= West Indian cricket team in England in 1963 =

International cricket tour

The West Indian cricket team in England in 1963 played 30 first-class matches of which they won 15, lost 2 and drew 13. West Indies played five Tests and won the series against England by three matches to one, with one game drawn.

As a result of this success, England's future home Test programme was revised so that West Indies could return in 1966, much earlier than originally planned. This was done by introducing "twin tours", in which two countries would each play three Tests against England in the course of a season.

==The West Indies team==
- Frank Worrell (captain)
- Conrad Hunte
- Easton McMorris
- Seymour Nurse
- Basil Butcher
- Joe Solomon
- Gary Sobers
- David Allan (wicket keeper)
- Wes Hall
- Charlie Griffith
- Alfred Valentine
- Deryck Murray (wicket keeper)

**Given records:**
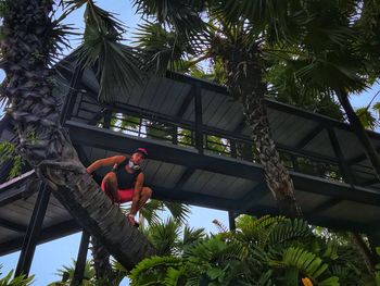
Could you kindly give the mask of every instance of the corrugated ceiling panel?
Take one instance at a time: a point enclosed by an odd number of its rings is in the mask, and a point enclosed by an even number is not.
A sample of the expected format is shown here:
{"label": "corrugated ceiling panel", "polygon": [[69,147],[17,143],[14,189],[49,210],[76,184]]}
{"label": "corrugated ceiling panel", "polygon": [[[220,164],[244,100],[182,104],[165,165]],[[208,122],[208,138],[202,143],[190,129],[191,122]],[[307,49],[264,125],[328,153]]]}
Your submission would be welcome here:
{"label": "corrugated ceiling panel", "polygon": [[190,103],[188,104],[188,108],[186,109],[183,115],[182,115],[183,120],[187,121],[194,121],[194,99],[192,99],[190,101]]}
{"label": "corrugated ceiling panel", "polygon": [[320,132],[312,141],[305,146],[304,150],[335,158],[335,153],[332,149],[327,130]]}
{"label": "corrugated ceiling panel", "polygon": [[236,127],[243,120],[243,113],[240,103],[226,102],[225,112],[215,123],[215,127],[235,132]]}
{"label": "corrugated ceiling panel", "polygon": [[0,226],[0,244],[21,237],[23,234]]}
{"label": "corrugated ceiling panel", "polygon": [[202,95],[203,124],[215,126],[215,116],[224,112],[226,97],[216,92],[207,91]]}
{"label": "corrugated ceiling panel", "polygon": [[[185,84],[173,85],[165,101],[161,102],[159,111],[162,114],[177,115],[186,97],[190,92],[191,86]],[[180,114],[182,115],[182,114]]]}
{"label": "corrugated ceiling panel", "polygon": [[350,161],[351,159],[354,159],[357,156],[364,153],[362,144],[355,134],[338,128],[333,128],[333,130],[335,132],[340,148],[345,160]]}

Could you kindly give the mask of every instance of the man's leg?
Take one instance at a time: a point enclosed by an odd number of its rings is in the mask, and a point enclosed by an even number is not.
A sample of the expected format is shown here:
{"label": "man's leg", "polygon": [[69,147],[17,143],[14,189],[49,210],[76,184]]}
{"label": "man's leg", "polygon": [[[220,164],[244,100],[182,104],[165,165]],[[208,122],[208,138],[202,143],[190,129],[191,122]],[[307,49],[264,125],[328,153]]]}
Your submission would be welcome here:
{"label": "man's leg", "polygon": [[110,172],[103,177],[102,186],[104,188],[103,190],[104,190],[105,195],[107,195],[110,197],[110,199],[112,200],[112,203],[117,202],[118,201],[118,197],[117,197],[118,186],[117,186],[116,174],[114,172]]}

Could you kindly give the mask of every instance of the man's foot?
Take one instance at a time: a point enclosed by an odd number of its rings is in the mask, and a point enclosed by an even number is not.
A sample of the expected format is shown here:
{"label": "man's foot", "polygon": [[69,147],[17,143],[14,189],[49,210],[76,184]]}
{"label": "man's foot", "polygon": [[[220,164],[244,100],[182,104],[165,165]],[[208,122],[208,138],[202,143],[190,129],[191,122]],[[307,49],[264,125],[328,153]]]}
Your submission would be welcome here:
* * *
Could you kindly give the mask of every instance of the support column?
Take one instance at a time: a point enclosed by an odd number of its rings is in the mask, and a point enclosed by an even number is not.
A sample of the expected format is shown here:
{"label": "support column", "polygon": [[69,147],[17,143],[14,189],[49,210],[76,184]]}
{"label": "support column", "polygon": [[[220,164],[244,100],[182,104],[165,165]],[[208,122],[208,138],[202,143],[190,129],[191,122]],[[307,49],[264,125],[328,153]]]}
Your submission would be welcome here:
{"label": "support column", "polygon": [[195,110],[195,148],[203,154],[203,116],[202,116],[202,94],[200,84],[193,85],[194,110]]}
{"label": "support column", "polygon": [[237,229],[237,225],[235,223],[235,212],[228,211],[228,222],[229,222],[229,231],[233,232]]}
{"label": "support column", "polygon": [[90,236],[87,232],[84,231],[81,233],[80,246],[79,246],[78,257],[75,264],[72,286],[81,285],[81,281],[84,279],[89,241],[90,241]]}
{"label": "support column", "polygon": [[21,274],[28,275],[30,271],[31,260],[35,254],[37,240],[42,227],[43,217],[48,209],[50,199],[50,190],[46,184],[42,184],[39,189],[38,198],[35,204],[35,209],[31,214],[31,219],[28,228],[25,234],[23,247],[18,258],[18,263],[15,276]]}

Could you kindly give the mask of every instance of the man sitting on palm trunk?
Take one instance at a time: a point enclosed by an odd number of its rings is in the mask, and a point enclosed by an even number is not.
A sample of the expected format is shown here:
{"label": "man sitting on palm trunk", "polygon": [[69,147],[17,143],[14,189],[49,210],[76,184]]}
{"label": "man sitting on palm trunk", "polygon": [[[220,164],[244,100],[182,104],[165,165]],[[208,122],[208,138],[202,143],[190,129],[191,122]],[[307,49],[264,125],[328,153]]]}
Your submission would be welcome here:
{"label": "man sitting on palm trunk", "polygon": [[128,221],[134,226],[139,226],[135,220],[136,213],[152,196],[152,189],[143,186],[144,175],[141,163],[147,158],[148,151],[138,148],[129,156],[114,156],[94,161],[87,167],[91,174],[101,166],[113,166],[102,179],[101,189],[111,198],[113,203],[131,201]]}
---
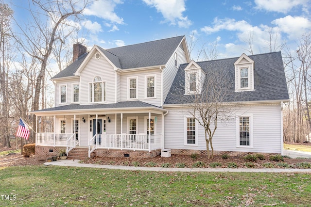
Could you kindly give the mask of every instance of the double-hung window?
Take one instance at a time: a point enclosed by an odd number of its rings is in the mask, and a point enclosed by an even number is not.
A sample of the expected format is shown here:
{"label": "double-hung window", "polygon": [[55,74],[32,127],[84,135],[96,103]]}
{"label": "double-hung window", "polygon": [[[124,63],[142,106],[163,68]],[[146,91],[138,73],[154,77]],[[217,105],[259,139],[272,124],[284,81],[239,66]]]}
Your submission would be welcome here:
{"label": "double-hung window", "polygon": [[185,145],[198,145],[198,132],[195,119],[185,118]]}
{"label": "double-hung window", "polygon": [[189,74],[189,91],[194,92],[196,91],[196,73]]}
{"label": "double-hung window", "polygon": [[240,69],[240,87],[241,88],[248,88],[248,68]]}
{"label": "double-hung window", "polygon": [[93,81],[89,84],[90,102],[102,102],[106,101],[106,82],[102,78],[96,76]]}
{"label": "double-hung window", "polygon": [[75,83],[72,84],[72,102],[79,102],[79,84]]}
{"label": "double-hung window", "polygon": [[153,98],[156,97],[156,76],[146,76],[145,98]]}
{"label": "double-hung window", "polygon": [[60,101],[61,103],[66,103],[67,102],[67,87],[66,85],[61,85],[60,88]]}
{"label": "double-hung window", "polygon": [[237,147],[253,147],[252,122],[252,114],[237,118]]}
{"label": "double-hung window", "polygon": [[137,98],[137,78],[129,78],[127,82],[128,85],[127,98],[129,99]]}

**Aim:** Copy the text on the 1963 West Indian cricket tour of England in full, word for word. The listing is not needed for anything here.

**Result of this task:**
= West Indian cricket team in England in 1963 =

International cricket tour

The West Indian cricket team in England in 1963 played 30 first-class matches of which they won 15, lost 2 and drew 13. West Indies played five Tests and won the series against England by three matches to one, with one game drawn.

As a result of this success, England's future home Test programme was revised so that West Indies could return in 1966, much earlier than originally planned. This was done by introducing "twin tours", in which two countries would each play three Tests against England in the course of a season.

==The West Indies team==
- Frank Worrell (captain)
- Conrad Hunte
- Easton McMorris
- Seymour Nurse
- Basil Butcher
- Joe Solomon
- Gary Sobers
- David Allan (wicket keeper)
- Wes Hall
- Charlie Griffith
- Alfred Valentine
- Deryck Murray (wicket keeper)